**TASK INSTRUCTIONS**
Which lines in the entries below contain the word "white"? Copy each such line in full, counting a match only when the case is the same.

## Start

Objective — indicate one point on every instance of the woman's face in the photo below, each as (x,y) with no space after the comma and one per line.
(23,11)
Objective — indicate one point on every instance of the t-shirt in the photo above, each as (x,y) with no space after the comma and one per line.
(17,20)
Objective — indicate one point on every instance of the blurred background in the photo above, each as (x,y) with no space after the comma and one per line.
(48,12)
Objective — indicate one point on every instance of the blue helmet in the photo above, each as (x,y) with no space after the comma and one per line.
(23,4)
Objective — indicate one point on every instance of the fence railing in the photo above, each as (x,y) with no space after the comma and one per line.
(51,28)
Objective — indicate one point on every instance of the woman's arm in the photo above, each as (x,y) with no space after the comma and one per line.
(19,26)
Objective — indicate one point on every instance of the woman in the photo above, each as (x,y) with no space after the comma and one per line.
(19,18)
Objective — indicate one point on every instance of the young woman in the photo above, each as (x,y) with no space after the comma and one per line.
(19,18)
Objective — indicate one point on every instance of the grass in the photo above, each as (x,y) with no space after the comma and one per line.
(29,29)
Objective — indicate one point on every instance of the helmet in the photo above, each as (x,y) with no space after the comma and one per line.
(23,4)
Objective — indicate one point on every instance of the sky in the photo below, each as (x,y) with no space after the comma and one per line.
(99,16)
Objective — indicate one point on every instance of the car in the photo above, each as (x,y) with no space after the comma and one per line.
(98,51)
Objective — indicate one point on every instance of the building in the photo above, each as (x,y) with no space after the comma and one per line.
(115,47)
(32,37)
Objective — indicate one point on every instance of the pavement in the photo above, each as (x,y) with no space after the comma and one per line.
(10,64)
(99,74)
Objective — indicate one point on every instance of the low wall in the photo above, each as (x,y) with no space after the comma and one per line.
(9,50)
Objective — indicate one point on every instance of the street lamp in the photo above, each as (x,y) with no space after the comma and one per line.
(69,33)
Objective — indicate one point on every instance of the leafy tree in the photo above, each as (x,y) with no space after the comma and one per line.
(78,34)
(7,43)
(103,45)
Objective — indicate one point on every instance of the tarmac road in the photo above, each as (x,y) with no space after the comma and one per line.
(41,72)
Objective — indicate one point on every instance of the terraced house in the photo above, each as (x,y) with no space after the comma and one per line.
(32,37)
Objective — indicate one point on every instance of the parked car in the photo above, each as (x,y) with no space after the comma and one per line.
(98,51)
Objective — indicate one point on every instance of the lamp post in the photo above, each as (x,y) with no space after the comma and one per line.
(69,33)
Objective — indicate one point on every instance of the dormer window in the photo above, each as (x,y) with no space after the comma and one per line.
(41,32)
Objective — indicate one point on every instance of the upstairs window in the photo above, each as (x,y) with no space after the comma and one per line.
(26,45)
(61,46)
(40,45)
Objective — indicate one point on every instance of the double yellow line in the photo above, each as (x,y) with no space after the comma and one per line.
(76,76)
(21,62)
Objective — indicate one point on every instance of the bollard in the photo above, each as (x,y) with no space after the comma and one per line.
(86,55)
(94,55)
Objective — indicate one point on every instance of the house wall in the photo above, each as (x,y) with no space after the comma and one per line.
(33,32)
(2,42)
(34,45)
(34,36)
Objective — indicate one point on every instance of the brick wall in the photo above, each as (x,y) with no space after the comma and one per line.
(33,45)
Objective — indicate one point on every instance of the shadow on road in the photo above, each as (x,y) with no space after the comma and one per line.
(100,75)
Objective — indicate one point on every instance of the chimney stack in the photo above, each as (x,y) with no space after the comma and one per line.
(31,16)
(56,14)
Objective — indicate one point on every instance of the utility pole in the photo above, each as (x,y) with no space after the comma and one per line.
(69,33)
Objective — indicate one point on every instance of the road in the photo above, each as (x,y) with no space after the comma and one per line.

## End
## Start

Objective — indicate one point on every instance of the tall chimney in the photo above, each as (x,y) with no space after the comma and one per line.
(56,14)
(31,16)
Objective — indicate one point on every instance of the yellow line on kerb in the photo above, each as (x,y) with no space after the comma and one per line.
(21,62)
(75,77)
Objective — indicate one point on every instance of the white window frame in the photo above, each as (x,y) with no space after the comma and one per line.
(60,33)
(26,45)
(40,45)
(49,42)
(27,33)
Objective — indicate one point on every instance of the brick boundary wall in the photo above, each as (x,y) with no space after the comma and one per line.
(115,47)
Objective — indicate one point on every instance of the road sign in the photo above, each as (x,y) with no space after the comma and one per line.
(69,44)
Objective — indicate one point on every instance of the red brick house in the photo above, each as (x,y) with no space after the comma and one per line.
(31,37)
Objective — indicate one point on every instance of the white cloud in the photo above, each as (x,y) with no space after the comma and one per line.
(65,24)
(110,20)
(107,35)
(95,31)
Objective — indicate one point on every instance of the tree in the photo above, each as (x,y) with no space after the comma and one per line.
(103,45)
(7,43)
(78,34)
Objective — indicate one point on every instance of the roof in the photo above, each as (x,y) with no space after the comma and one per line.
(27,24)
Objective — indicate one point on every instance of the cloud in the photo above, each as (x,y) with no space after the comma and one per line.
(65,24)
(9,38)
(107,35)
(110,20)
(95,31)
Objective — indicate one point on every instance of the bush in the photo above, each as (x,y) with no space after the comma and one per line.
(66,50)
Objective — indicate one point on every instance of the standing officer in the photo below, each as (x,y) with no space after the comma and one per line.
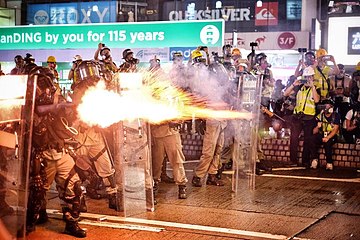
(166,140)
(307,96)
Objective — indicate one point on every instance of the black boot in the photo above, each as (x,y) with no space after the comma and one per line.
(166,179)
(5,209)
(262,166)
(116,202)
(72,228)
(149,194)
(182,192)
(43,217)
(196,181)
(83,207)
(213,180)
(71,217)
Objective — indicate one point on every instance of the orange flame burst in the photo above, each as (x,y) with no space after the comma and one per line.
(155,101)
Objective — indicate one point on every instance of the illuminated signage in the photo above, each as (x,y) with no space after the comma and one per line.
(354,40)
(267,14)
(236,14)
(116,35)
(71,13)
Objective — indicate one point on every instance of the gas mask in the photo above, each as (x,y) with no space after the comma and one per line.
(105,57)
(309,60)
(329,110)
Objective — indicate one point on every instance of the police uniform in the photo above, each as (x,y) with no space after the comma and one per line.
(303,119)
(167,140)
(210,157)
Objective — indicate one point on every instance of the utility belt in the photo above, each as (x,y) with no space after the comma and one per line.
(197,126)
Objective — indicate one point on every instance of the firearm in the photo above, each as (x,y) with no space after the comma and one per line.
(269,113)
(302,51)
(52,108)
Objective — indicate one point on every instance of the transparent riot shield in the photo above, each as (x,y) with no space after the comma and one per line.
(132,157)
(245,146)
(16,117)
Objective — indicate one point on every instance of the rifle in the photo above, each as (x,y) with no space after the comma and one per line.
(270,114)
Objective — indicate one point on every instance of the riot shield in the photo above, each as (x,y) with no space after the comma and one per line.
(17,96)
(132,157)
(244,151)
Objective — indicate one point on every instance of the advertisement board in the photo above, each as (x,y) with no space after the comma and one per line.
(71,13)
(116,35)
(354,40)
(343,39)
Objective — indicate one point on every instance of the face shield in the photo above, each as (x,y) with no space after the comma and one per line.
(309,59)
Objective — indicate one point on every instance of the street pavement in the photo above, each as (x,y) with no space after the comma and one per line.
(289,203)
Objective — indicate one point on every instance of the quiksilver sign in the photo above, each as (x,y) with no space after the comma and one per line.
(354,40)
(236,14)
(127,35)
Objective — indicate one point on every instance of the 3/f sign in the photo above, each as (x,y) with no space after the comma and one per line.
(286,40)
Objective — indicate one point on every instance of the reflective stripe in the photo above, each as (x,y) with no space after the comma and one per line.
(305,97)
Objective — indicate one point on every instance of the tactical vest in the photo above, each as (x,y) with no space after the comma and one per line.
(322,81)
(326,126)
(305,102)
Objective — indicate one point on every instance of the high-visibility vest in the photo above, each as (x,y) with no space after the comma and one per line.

## End

**WRITTEN SOLUTION**
Objective — indicate one point on every instance of the white window frame in the photo above, each as (x,y) with no space after the comma and one per line.
Objective — indicate one point on every instance of the white cloud in the photo above, each as (x,y) with no space after the comma and one per line.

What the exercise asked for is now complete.